» **CONSIGNES À SUIVRE**:
1. Les affirmations (a), (b) et (c) sont-elles conformes au texte sur le tableau Le Parc ? Répondez par oui ou par non et citez à chaque fois les mots du texte qui tranchent. (a) Berthe Morisot a peint de nombreux sujets au bois de Boulogne. (b) Le tableau figure dans le Catalogue raisonné. (c) Le tableau ressemble beaucoup aux vues du bois de Boulogne de Berthe Morisot.
2. Reprenez mot pour mot, dans le texte sur le tableau Le Parc, tout ce qui va de «Le titre Le» jusqu’à «bois de Boulogne).».
3. Répondez aux questions (a), (b) et (c) d’après le texte sur le tableau Le Parc.
(a) Quel nouveau titre remplace Le Parc ?
(b) Où a eu lieu la visite de recherche pendant laquelle une vue de bord de rivière a attiré l’attention ?
(c) Avec quoi cette vue de bord de rivière a-t-elle été mise en comparaison ?

» **BLOC DE TEXTE**:
2. Le Site Represente

Le Parc devient Souvenir des bords de l’Oise

Le titre Le Parc est trompeur et inexact. Le Parc évoque le bois de Boulogne, où Berthe Morisot a peint de nombreux sujets durant sa carrière. Il n’y a aucune trace de cette peinture dans le Catalogue raisonné (voir La bibliographie et les experts), ni au musée d’Orsay, que ce soit au centre de documentation ou à la bibliothèque de recherche. De plus, ce tableau ne correspond ni par son style, ni par ses dimensions aux nombreuses œuvres qui ont fait la célébrité de Berthe Morisot, et il n’offre pas la moindre similitude avec ses vues du bois de Boulogne. Cependant, c’est à l’occasion d’une visite de recherche au musée d’Orsay que notre attention s’est portée sur une vue de bord de rivière (mise en comparaison avec une vue de bord de lac au bois de Boulogne).

» **LISTE DES DONNÉES**:
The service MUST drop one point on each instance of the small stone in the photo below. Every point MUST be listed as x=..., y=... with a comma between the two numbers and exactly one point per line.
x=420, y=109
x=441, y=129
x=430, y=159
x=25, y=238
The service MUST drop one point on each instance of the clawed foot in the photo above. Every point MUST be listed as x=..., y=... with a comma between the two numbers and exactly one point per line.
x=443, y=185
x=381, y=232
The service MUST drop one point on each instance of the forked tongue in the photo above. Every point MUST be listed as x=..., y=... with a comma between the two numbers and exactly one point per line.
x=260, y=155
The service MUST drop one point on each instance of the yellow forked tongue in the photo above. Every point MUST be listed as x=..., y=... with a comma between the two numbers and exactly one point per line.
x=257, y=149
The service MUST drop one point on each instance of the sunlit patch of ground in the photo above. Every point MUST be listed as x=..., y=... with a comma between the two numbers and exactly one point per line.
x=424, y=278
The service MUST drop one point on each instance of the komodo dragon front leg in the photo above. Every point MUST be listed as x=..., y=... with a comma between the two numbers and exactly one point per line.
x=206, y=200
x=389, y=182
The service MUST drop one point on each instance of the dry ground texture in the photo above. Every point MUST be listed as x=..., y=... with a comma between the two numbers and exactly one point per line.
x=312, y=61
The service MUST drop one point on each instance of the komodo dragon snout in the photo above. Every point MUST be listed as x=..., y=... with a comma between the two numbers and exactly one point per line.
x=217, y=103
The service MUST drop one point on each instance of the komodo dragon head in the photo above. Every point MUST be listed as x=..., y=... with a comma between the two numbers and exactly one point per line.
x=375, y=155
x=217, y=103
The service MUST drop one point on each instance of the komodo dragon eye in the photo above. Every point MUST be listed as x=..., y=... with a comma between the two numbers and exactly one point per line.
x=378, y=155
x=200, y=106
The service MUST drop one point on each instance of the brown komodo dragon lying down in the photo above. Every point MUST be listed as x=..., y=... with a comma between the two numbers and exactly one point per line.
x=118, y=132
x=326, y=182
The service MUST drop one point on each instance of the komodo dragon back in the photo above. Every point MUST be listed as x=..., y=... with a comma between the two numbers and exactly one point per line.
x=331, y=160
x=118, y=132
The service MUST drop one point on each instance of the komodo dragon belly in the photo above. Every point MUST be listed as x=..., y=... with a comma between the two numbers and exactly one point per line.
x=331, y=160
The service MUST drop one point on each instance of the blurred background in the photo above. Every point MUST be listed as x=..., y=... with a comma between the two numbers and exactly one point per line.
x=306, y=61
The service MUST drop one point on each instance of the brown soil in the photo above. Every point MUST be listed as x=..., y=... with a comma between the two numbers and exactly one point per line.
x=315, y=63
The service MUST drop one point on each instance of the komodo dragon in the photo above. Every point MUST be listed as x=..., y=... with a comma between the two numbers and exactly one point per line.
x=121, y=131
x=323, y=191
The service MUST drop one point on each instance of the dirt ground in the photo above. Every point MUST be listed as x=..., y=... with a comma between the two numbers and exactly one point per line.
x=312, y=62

» **RÉPONSES PAR CONSIGNE**:
1.
(a) Oui : « où Berthe Morisot a peint de nombreux sujets durant sa carrière »
(b) Non : « Il n’y a aucune trace de cette peinture dans le Catalogue raisonné »
(c) Non : « il n’offre pas la moindre similitude avec ses vues du bois de Boulogne »

2.
Le titre Le Parc est trompeur et inexact. Le Parc évoque le bois de Boulogne, où Berthe Morisot a peint de nombreux sujets durant sa carrière. Il n’y a aucune trace de cette peinture dans le Catalogue raisonné (voir La bibliographie et les experts), ni au musée d’Orsay, que ce soit au centre de documentation ou à la bibliothèque de recherche. De plus, ce tableau ne correspond ni par son style, ni par ses dimensions aux nombreuses œuvres qui ont fait la célébrité de Berthe Morisot, et il n’offre pas la moindre similitude avec ses vues du bois de Boulogne. Cependant, c’est à l’occasion d’une visite de recherche au musée d’Orsay que notre attention s’est portée sur une vue de bord de rivière (mise en comparaison avec une vue de bord de lac au bois de Boulogne).

3.
(a) Souvenir des bords de l’Oise
(b) Au musée d’Orsay
(c) Avec une vue de bord de lac au bois de Boulogne